- **Activity**: When you copy the entries, omit the images and keep every word as it is.

*** Opening of Data records ***

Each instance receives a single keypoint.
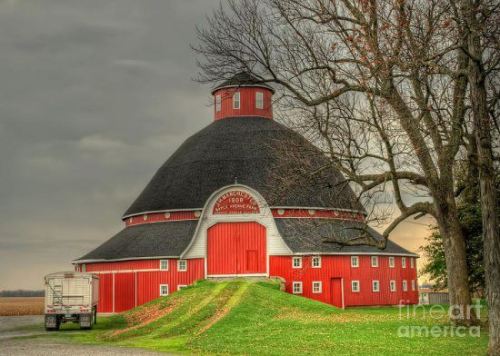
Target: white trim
(160, 264)
(179, 264)
(237, 275)
(392, 283)
(393, 264)
(312, 261)
(352, 286)
(320, 287)
(270, 207)
(218, 103)
(355, 254)
(292, 207)
(259, 95)
(342, 284)
(236, 99)
(158, 211)
(168, 290)
(297, 258)
(354, 258)
(275, 244)
(301, 287)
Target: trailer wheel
(57, 324)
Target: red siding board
(247, 103)
(340, 267)
(236, 248)
(136, 282)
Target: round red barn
(213, 211)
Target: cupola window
(236, 100)
(259, 100)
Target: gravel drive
(15, 326)
(42, 347)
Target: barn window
(182, 265)
(392, 285)
(297, 262)
(354, 261)
(355, 286)
(236, 100)
(297, 287)
(316, 262)
(259, 100)
(164, 265)
(163, 290)
(392, 262)
(317, 287)
(218, 103)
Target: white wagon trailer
(71, 296)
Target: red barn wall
(247, 103)
(340, 267)
(126, 284)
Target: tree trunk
(456, 265)
(491, 235)
(488, 203)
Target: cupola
(243, 95)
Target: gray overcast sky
(94, 97)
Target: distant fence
(434, 298)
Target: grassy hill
(244, 317)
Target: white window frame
(358, 288)
(319, 285)
(355, 258)
(318, 259)
(218, 103)
(259, 100)
(296, 258)
(167, 263)
(392, 285)
(392, 262)
(179, 269)
(161, 290)
(236, 100)
(298, 284)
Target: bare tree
(403, 64)
(478, 22)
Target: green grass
(242, 317)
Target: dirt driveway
(13, 327)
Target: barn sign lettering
(236, 202)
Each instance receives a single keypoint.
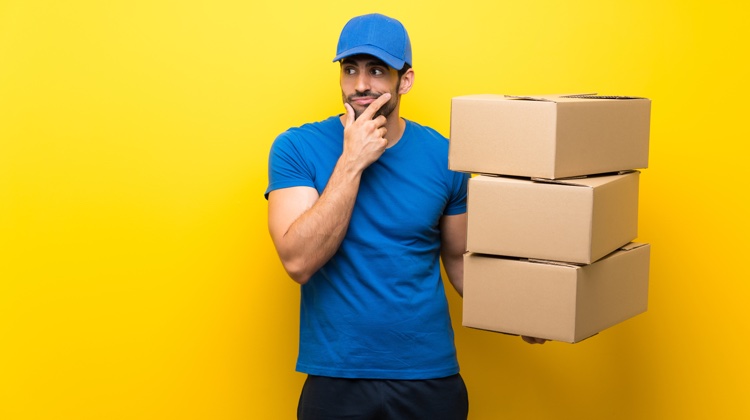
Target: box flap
(596, 96)
(631, 246)
(558, 263)
(590, 181)
(547, 98)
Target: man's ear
(407, 81)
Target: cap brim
(392, 61)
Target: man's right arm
(307, 229)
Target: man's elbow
(297, 271)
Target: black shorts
(325, 398)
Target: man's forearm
(316, 235)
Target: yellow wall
(137, 278)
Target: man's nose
(362, 83)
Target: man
(362, 207)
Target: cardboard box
(573, 220)
(549, 136)
(552, 300)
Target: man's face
(363, 79)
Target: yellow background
(137, 278)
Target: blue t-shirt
(378, 308)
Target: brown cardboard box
(555, 301)
(548, 136)
(572, 220)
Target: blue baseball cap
(376, 35)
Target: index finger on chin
(375, 105)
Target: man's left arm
(453, 247)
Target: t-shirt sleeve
(457, 202)
(286, 164)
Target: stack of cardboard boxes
(552, 217)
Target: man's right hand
(364, 137)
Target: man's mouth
(362, 100)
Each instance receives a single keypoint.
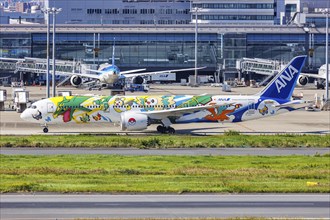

*** Close of Data records ***

- **Finished task**:
Each instance receives a single keypoint.
Target: white trim
(160, 264)
(179, 264)
(237, 275)
(392, 283)
(393, 264)
(312, 261)
(352, 286)
(320, 287)
(270, 207)
(218, 103)
(355, 254)
(292, 207)
(259, 95)
(342, 284)
(236, 99)
(158, 211)
(168, 290)
(297, 258)
(354, 258)
(275, 244)
(301, 287)
Target: trailer wheel
(57, 324)
Target: red siding board
(247, 103)
(340, 267)
(236, 248)
(136, 282)
Target: round red barn
(213, 211)
Target: cupola window
(236, 100)
(259, 100)
Target: gravel drive
(15, 326)
(42, 347)
Target: barn window
(182, 265)
(392, 285)
(297, 262)
(354, 261)
(355, 286)
(236, 100)
(297, 287)
(316, 262)
(259, 100)
(164, 265)
(163, 290)
(392, 262)
(317, 287)
(218, 103)
Target: white wagon trailer
(71, 296)
Target: red barn wall
(247, 103)
(340, 267)
(126, 284)
Target: tree trunk
(456, 265)
(491, 235)
(488, 203)
Target: cupola
(243, 95)
Target: gray overcast sky
(94, 97)
Target: distant fence
(434, 298)
Target: grassy hill
(244, 317)
Target: white window frame
(358, 288)
(319, 285)
(355, 258)
(318, 259)
(218, 103)
(259, 100)
(296, 258)
(167, 263)
(392, 285)
(392, 262)
(179, 269)
(161, 290)
(236, 100)
(298, 284)
Target: bare tree
(403, 64)
(478, 22)
Target: green grass
(242, 317)
Target: dirt driveway
(13, 327)
Target: barn sign lettering
(236, 202)
Each instance receives a single keypoint.
Target: box flap
(596, 96)
(631, 246)
(558, 263)
(590, 181)
(547, 98)
Target: man's ear
(407, 81)
Target: cap brim
(392, 61)
Target: man's right arm
(307, 229)
Target: man's elbow
(297, 271)
Target: black shorts
(325, 398)
Target: man's forearm
(316, 235)
Target: yellow wall
(137, 278)
Target: man's nose
(362, 83)
Target: man
(362, 207)
Target: cardboard box
(573, 220)
(549, 136)
(552, 300)
Target: man's face
(363, 79)
Target: yellow background
(137, 278)
Target: blue t-shirt
(378, 308)
Target: brown cardboard box
(555, 301)
(548, 136)
(572, 220)
Target: blue baseball cap
(376, 35)
Target: index finger on chin
(375, 105)
Target: man's left arm
(453, 247)
Target: t-shirt sleeve
(457, 202)
(286, 164)
Target: stack of cardboard boxes
(552, 217)
Target: man's right hand
(364, 137)
Target: man's mouth
(362, 100)
Each instance receives a single keypoint.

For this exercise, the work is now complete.